What you will do -
From the material below, extract each line that contains the string "interior".

[Extracts from a box-labeled dataset]
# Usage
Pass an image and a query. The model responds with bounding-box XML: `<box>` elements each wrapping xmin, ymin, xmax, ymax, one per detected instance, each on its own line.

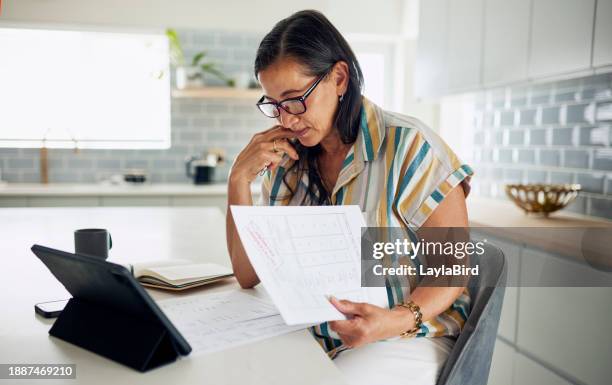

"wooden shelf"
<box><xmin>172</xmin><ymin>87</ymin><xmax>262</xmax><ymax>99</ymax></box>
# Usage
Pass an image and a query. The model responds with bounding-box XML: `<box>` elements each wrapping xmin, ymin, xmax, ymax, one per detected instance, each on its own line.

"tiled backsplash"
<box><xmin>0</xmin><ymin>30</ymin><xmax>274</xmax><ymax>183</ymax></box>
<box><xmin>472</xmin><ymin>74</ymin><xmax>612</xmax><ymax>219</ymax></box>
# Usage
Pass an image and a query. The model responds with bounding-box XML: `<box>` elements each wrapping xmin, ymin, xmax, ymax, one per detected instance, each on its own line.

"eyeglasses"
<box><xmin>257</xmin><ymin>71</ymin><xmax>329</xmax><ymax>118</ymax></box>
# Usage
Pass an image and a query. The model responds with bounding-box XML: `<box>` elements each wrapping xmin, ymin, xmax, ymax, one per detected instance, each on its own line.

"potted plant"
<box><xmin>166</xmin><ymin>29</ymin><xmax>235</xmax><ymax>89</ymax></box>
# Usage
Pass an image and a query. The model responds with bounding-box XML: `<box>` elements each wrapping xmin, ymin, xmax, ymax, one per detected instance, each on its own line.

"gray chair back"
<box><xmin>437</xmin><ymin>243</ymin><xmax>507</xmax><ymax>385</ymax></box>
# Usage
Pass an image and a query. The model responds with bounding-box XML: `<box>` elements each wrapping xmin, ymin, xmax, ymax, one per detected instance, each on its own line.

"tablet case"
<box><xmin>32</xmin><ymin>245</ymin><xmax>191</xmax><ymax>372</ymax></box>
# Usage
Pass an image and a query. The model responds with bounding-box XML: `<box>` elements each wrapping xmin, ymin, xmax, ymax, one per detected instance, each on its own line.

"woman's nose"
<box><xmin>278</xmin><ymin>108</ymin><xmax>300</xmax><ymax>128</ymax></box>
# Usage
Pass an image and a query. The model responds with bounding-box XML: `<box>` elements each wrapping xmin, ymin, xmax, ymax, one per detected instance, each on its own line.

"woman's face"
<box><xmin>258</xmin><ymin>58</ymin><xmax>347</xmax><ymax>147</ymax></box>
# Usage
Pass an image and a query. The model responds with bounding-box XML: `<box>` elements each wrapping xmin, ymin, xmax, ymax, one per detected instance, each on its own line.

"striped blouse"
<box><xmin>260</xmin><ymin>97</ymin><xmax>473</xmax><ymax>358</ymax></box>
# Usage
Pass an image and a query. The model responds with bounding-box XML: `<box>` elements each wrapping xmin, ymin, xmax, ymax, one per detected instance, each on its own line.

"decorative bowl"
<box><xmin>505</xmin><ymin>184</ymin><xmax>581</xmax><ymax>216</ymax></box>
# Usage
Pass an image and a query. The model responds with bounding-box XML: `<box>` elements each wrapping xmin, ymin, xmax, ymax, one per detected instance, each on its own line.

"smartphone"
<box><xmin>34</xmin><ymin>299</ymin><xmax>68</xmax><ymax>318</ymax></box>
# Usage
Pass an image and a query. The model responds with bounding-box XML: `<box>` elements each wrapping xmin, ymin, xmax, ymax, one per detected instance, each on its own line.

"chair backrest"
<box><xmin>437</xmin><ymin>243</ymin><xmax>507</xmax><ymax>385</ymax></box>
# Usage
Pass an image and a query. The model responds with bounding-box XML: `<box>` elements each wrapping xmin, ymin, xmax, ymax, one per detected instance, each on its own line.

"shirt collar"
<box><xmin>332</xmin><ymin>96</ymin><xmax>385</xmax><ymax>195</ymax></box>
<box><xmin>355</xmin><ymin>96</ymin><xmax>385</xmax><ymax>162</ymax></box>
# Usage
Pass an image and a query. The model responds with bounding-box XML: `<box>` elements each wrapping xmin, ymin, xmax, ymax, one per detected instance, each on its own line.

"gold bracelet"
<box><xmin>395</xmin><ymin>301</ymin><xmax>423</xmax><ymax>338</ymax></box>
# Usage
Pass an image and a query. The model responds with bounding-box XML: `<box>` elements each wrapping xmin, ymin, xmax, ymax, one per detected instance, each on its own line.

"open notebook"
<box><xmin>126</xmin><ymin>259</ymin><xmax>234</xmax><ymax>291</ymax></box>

--

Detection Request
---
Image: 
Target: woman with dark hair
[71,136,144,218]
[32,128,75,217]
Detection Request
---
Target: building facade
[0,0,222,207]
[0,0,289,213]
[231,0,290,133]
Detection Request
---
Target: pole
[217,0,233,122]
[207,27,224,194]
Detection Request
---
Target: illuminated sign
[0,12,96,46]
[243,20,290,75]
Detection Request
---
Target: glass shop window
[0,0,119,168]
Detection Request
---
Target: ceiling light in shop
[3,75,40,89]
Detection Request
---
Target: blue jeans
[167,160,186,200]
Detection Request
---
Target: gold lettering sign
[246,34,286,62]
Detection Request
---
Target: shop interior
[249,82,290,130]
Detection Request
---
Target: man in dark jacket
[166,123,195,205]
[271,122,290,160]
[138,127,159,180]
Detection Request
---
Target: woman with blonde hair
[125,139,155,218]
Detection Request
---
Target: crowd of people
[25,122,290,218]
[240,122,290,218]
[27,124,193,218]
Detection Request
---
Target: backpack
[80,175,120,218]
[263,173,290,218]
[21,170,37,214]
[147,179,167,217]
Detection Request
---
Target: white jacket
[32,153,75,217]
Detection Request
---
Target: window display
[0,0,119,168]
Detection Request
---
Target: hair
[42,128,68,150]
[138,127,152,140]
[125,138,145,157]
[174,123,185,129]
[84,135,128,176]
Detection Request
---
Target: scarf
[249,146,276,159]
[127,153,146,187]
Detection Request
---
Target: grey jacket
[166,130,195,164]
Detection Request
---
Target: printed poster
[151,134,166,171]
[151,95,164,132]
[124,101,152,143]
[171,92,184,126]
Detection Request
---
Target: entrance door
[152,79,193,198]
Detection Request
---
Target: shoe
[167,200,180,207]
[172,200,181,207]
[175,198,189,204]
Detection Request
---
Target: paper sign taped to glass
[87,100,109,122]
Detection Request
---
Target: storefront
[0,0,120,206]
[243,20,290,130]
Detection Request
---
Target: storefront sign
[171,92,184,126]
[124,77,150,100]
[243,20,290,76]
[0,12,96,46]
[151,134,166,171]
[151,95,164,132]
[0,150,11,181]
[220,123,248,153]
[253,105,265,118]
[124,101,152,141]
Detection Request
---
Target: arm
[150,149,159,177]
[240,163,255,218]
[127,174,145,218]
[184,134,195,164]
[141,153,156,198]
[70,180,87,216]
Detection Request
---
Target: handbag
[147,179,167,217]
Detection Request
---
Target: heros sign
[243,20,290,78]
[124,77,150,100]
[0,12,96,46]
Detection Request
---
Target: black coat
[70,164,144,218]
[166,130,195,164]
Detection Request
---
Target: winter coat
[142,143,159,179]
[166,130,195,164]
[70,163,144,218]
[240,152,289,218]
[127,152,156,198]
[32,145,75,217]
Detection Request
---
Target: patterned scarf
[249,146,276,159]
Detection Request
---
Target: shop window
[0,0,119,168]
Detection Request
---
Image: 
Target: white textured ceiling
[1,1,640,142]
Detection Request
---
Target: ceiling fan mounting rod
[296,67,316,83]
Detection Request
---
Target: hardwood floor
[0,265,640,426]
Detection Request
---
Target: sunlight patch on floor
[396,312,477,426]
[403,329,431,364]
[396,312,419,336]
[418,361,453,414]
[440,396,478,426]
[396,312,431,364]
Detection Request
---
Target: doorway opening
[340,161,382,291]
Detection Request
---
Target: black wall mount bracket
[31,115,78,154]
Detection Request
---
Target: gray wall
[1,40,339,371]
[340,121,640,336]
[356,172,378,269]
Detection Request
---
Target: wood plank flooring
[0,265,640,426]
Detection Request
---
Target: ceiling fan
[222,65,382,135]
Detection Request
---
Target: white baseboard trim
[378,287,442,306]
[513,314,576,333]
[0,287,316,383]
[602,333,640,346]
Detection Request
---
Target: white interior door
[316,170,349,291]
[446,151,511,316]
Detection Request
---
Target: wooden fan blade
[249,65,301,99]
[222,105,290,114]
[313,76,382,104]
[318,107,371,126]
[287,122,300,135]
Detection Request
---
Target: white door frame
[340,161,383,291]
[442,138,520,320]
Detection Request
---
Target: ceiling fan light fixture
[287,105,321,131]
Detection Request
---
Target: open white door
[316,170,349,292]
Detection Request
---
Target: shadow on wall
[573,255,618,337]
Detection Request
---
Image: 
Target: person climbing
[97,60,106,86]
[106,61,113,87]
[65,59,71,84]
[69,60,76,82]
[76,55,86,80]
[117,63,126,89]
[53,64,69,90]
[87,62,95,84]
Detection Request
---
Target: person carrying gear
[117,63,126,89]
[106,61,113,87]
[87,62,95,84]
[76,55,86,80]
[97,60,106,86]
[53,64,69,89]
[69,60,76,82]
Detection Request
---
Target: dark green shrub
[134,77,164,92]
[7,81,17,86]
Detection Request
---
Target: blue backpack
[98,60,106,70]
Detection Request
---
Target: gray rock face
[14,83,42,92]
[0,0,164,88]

* * *

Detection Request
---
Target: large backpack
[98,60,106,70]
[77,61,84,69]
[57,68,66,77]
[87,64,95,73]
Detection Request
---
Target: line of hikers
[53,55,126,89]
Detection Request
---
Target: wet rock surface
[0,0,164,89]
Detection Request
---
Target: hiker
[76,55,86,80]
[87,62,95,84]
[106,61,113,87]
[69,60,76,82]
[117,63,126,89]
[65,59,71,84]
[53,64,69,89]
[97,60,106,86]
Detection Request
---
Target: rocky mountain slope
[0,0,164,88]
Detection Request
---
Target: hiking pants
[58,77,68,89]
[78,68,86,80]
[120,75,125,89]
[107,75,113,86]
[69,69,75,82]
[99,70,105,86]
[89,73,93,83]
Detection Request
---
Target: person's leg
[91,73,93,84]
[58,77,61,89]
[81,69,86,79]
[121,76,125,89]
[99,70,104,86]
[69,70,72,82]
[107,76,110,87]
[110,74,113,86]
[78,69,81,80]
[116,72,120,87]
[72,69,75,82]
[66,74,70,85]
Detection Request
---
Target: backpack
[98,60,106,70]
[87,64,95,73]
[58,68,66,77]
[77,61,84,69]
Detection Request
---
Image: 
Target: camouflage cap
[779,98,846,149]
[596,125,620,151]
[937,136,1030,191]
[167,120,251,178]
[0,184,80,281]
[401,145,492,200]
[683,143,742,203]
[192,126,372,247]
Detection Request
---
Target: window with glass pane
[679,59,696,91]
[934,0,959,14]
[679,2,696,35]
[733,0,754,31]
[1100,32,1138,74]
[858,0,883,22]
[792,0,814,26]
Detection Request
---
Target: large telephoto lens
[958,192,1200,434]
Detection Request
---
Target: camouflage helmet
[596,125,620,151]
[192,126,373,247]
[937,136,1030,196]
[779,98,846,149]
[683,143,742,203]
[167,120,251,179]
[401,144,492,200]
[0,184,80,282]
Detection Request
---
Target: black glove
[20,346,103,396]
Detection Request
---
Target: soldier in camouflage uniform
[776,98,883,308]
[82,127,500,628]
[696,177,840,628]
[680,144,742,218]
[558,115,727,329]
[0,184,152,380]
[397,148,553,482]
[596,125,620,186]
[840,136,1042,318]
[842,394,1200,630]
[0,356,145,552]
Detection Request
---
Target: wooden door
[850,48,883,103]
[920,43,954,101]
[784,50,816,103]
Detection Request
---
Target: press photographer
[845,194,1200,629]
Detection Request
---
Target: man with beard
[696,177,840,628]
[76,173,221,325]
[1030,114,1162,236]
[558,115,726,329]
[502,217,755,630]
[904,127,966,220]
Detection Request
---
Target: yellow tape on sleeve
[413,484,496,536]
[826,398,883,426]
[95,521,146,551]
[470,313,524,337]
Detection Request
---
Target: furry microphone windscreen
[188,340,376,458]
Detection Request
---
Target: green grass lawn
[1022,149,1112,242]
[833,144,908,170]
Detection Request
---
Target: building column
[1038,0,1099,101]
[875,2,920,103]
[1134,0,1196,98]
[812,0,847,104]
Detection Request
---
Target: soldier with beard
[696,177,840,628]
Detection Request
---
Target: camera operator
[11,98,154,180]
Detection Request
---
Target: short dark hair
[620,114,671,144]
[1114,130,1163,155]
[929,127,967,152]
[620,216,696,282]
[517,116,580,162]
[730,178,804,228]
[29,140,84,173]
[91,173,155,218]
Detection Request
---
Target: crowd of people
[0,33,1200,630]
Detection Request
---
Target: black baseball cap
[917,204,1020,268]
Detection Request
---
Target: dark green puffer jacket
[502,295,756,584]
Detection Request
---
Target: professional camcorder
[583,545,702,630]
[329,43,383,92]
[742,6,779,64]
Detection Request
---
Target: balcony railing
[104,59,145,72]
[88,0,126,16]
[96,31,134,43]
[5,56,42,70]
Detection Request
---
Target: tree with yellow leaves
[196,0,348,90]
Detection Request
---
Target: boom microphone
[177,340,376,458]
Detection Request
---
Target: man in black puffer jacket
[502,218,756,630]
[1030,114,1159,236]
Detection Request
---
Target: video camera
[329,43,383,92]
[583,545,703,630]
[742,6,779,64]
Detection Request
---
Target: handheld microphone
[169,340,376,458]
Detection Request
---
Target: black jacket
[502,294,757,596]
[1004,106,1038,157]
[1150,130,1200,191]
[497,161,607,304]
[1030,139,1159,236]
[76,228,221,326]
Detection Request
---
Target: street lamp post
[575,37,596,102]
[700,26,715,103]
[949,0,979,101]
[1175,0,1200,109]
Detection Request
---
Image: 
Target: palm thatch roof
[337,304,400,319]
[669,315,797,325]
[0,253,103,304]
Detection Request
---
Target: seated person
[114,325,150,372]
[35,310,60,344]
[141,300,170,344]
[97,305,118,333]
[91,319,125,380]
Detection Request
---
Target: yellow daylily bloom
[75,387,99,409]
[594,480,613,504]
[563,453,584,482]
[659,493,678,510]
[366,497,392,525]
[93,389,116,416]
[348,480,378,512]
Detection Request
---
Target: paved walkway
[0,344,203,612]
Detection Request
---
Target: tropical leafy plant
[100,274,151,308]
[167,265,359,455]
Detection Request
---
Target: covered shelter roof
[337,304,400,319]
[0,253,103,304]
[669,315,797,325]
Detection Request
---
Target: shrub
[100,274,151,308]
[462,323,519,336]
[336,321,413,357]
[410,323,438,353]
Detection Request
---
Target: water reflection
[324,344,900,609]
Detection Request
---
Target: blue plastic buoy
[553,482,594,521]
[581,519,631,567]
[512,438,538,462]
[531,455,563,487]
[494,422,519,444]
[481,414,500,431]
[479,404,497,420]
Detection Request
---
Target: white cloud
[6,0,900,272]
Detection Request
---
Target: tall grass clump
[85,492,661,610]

Solution for this problem -
Target: shop interior
Target: white interior door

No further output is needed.